Your objective: Reproduce every line of the records from the line containing "find stone building" through the end of the records. Shift each answer coordinate by adding 121 to it, and leave all other numbers unchanged.
--- Excerpted records ---
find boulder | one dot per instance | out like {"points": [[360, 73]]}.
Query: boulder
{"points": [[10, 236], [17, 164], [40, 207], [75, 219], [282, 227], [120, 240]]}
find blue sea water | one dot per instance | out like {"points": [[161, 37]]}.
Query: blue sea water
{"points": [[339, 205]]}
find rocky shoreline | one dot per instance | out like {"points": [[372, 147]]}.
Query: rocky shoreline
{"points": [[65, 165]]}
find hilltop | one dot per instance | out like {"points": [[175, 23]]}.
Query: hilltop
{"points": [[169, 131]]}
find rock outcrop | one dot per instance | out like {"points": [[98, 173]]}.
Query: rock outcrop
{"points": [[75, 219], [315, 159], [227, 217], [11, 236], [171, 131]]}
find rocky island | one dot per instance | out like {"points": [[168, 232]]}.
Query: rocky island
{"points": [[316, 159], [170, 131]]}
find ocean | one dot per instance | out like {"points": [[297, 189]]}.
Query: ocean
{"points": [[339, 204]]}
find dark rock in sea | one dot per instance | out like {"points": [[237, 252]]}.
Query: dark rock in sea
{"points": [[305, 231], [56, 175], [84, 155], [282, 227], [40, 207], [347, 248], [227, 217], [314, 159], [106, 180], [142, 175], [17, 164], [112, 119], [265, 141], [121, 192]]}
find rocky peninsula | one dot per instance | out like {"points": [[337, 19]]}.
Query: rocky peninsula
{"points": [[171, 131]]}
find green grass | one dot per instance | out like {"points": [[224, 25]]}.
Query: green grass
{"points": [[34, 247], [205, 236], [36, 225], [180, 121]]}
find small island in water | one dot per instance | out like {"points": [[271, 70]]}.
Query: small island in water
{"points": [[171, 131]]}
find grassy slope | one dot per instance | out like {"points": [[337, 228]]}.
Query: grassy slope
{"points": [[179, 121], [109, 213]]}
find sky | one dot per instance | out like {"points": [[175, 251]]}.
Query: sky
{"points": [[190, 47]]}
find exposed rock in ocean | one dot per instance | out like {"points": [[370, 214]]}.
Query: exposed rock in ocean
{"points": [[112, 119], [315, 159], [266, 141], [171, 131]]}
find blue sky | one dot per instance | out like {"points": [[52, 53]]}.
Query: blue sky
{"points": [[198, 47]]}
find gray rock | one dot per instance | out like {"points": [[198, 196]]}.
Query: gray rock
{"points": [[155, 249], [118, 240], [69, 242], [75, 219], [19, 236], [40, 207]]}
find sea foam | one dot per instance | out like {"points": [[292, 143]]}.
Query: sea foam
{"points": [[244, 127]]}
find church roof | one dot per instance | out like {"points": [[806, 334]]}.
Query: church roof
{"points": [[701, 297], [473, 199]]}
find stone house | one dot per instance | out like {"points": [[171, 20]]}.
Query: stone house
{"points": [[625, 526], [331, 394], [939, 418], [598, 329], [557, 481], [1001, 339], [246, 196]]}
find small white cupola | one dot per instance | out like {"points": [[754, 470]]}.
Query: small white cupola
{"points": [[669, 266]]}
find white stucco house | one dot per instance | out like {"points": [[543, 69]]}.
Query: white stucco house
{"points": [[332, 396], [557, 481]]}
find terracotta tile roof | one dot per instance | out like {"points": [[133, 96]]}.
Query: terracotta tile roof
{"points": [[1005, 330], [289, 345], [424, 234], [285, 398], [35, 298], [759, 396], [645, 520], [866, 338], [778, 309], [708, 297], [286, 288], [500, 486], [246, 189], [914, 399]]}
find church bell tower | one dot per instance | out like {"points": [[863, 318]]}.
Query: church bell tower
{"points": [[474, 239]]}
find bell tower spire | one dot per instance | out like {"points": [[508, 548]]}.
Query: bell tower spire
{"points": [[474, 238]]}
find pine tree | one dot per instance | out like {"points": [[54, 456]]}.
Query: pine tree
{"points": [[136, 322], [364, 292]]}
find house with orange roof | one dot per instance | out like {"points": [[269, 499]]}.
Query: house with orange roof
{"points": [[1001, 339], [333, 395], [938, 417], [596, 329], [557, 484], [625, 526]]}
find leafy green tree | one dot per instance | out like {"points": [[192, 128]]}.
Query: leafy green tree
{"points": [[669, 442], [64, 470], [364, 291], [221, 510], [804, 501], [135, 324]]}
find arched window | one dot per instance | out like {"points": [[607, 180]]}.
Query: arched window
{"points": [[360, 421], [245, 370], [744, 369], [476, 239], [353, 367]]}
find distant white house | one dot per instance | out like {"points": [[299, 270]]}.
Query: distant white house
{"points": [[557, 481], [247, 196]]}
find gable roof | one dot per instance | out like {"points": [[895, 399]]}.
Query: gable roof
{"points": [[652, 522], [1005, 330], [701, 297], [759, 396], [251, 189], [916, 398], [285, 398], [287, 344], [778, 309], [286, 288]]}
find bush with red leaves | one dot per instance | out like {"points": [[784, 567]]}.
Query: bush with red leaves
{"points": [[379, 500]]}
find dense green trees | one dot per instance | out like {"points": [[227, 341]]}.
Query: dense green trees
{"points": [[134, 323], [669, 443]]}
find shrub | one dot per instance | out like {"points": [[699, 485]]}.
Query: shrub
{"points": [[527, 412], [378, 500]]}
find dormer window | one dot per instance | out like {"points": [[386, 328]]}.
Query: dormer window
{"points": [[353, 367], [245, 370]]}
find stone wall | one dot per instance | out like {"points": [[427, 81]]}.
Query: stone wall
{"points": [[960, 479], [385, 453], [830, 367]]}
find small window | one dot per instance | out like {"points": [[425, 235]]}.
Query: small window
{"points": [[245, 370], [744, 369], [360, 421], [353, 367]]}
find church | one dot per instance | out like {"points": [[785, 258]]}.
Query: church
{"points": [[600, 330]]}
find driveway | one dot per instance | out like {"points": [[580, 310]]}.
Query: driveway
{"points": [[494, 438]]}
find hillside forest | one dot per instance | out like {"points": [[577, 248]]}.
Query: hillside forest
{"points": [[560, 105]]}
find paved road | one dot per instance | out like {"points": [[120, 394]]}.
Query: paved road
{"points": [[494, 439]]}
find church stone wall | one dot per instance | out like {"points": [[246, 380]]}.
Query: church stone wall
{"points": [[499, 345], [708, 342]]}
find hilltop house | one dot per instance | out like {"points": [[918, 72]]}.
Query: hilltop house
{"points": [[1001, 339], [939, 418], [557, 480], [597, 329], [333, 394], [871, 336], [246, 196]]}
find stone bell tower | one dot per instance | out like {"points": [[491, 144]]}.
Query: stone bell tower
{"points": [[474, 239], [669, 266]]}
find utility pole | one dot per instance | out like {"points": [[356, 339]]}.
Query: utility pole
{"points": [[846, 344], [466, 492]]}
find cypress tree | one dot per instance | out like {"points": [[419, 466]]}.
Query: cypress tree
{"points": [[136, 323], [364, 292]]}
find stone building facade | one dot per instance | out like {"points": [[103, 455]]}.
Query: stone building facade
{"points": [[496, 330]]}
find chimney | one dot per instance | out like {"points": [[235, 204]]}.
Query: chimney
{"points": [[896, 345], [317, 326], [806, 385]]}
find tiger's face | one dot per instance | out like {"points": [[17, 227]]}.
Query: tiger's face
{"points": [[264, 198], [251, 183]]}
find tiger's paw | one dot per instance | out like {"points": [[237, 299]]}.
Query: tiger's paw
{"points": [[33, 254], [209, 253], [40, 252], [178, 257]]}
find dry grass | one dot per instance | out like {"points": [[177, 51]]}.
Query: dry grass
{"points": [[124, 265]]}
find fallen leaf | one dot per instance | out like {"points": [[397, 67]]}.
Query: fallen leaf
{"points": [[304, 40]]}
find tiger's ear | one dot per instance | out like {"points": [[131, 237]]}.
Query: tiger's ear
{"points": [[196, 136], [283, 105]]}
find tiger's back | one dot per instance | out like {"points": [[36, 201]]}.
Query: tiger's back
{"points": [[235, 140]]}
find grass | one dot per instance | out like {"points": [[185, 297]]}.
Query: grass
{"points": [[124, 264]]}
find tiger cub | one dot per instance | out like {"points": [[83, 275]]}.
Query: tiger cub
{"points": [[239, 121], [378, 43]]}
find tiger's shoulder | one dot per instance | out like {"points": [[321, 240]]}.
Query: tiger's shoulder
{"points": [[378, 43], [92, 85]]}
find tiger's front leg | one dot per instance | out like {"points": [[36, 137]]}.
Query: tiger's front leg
---
Exercise solution:
find stone building facade | one dot per instance | out like {"points": [[103, 455]]}.
Query: stone building facade
{"points": [[617, 451]]}
find chimney | one dot per instance | out like {"points": [[235, 204]]}.
Query: chimney
{"points": [[1017, 466], [438, 447], [927, 506]]}
find tiger's face | one dot per instance | out like {"points": [[17, 227]]}.
Query: tiger's face
{"points": [[385, 319], [372, 304]]}
find tiger's paw | one dot per instance | out like {"points": [[237, 299]]}.
Query: tiger's paw
{"points": [[154, 375], [330, 374], [161, 373], [299, 378]]}
find dry grass | one dot per instance | out like {"points": [[177, 51]]}.
Query: dry grass
{"points": [[245, 386]]}
find fallen leaf | one dot per instance | out like {"points": [[397, 67]]}.
Query: fallen leaf
{"points": [[425, 161]]}
find tiger's ear | one dot per instance | out like {"points": [[131, 237]]}.
Query: tiger's ear
{"points": [[317, 257], [404, 226]]}
find tiger's back | one dot per instance | out like {"points": [[36, 201]]}.
Query: tiger's back
{"points": [[356, 261]]}
find grass | one dot per instance | out like {"points": [[185, 297]]}.
Query: grass
{"points": [[245, 385]]}
find tiger cub | one dot per instance | out like {"points": [[83, 275]]}.
Query: tiger cub
{"points": [[360, 242], [499, 164]]}
find tiger's shoulder | one dot per instance | out like {"points": [[321, 240]]}.
Query: tiger's shoulder
{"points": [[499, 164], [213, 206]]}
find tiger's front leg | one dot per instance | out like {"points": [[36, 137]]}.
Query: tiger's front leg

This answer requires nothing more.